> **Your tasks**
**A.** Retype the part of the Ocotepec article that opens with the words containing "Defending Indian customs" and closes with "of the country.".
**B.** According to the Ocotepec article, which resort city has Ocotepec been incorporated into?

> **Text section**

MEXICO CITY — An accusation that a woman was gang-raped by traditional authorities has rattled a Mexican town still ruled by ancient Indian customs.
The dispute involves volunteer community police known as "rondas" in the town of Ocotepec. The victim _ whose name has not been released _ claimed she was raped by the men at the community's unofficial jail on April 10.
Ocotepec is a centuries-old Nahuatl Indian village that has been incorporated into the resort city of Cuernavaca, just south of Mexico City. Its traditional authorities are allowed to act on some matters, but have no legal status.
Defending Indian customs _ including consensus decision making and community work details _ has been an important struggle for the town. Residents say they won't defend any rapists in their midst, but hope the case won't be used to crush their traditional system.
But Carlos Felix Gaxiola, a spokesman for the state Attorney General's Office, said the case highlights the need to regulate the "usage and customs" system of traditionally elected, volunteer authorities.
Such authorities have legal recognition in other parts of the country.

> **Recorded information**
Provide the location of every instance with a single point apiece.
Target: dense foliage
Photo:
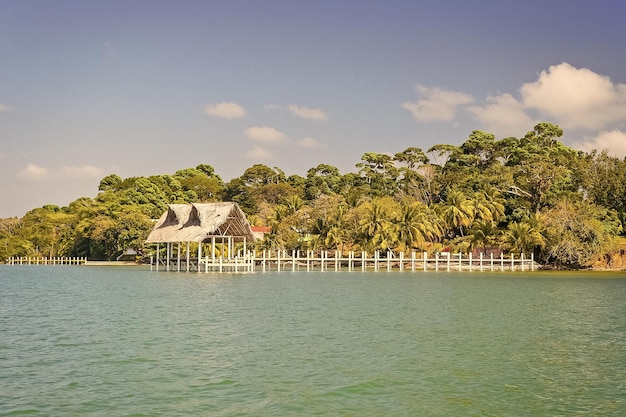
(531, 194)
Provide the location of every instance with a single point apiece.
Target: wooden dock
(28, 260)
(352, 261)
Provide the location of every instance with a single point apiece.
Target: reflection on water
(97, 341)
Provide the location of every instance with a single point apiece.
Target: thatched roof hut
(201, 223)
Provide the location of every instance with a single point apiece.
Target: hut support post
(187, 254)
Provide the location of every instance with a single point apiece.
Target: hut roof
(200, 222)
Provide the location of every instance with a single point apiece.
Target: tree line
(521, 195)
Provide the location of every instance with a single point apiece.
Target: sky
(90, 88)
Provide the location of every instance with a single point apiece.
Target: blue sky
(137, 87)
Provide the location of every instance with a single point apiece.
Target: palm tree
(523, 237)
(484, 233)
(377, 226)
(414, 225)
(459, 211)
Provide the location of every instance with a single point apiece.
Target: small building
(259, 232)
(209, 223)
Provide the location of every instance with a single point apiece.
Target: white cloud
(225, 110)
(503, 116)
(576, 97)
(614, 142)
(34, 172)
(437, 104)
(307, 113)
(309, 143)
(259, 153)
(82, 171)
(265, 134)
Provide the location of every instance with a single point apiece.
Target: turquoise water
(97, 341)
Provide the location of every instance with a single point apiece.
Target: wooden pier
(28, 260)
(352, 261)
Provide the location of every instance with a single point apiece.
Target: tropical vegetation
(521, 195)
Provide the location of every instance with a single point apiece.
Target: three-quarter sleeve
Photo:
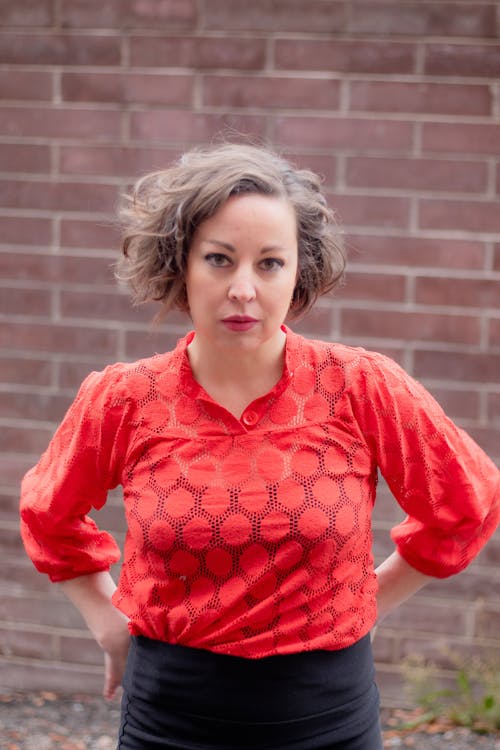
(81, 464)
(441, 478)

> **Solutions**
**A.**
Defending Indian customs _ including consensus decision making and community work details _ has been an important struggle for the town. Residents say they won't defend any rapists in their midst, but hope the case won't be used to crush their traditional system.
But Carlos Felix Gaxiola, a spokesman for the state Attorney General's Office, said the case highlights the need to regulate the "usage and customs" system of traditionally elected, volunteer authorities.
Such authorities have legal recognition in other parts of the country.

**B.** Cuernavaca